§ Task directions: Please update the stretch of the post on Big Tobacco and Big Food from "Are Big Tobacco" through "and negative reaction." by swapping "Big Food" for "Big Sugar".
*** Opening of Excerpt provided ***
Are Big Tobacco and Big Food equals?

We’ve been posting an increasing number of law- and litigation-related items on Fat City. Whether that’s simply because legislatures are in session, or due to a busy new administration or several food movements reaching maturity I do not know.

The latest comes not from law but from academia, where Kelly Brownell and Kenneth Warner, Yale and Michigan professors respectively, argue that the food industry’s — they call it “Big Food” — products carry many of the same dangers that Big Tobacco did in the 1950s. Brownell and Warner are highly respected in the field of food science and thus their paper is getting major press and negative reaction.

The article reminds readers that in the 1950s, Big Tobacco released a paper and paid for it to be placed in hundreds of newspapers. The “Frank Statement to Cigarette Smokers” included the famous lines, “We

accept an interest in people’s heath as a basic responsibility… We

believe the products we make are not injurious to health.” Read the whole ad here. It’s basically one big lie after another.
*** Close of Excerpt provided ***
*** Opening of Provided information ***
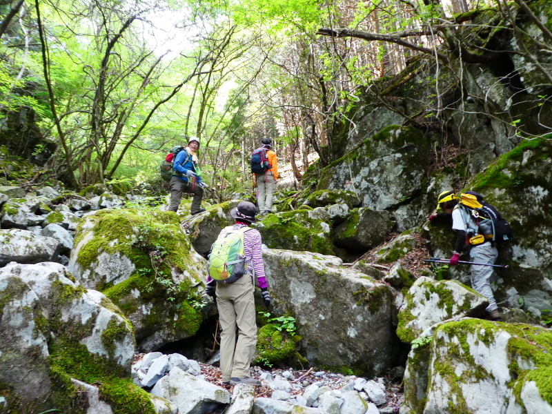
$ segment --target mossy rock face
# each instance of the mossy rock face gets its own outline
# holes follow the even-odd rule
[[[486,297],[459,282],[422,276],[404,298],[397,335],[410,343],[431,325],[452,317],[479,316],[488,306]]]
[[[203,317],[192,304],[206,264],[178,216],[157,210],[102,210],[79,226],[69,268],[83,286],[103,292],[132,321],[148,352],[195,334]]]
[[[346,190],[373,210],[417,197],[426,186],[429,142],[412,128],[391,126],[322,172],[317,190]]]
[[[101,293],[77,285],[61,264],[0,269],[0,383],[6,412],[56,407],[84,414],[88,406],[74,378],[102,384],[100,398],[114,413],[155,413],[147,394],[130,378],[132,324]],[[117,394],[123,388],[126,395]],[[130,404],[137,395],[142,396],[141,403]],[[115,409],[125,402],[127,408]]]
[[[377,263],[393,263],[415,248],[416,239],[408,233],[397,236],[377,250]]]
[[[285,247],[289,250],[331,255],[331,227],[326,210],[311,210],[270,214],[258,222],[263,244],[271,248]]]
[[[362,200],[352,191],[319,190],[310,194],[304,204],[313,208],[345,204],[349,208],[354,208],[358,207],[361,202]]]
[[[220,231],[235,222],[230,211],[239,203],[239,200],[231,200],[215,204],[204,213],[191,216],[187,226],[195,251],[206,257]]]
[[[515,287],[526,306],[542,310],[552,302],[552,142],[544,139],[526,141],[501,155],[484,172],[470,181],[464,190],[482,195],[510,223],[514,237],[498,246],[495,293],[497,302]],[[446,222],[428,225],[434,256],[450,257],[455,235]],[[460,267],[460,266],[459,266]],[[455,276],[468,280],[469,269]]]
[[[550,330],[464,319],[424,346],[408,355],[402,412],[552,412]]]
[[[299,352],[311,364],[371,376],[391,368],[398,348],[388,286],[333,256],[266,249],[263,258],[271,311],[295,318]]]
[[[364,253],[385,240],[395,222],[388,211],[366,207],[353,210],[334,230],[334,243],[348,251]]]
[[[301,337],[292,335],[278,329],[273,324],[267,324],[259,329],[257,340],[256,362],[284,366],[297,360],[296,348]]]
*** Close of Provided information ***
§ Exercise solution:
Are Big Tobacco and Big Sugar equals?

We’ve been posting an increasing number of law- and litigation-related items on Fat City. Whether that’s simply because legislatures are in session, or due to a busy new administration or several food movements reaching maturity I do not know.

The latest comes not from law but from academia, where Kelly Brownell and Kenneth Warner, Yale and Michigan professors respectively, argue that the food industry’s — they call it “Big Sugar” — products carry many of the same dangers that Big Tobacco did in the 1950s. Brownell and Warner are highly respected in the field of food science and thus their paper is getting major press and negative reaction.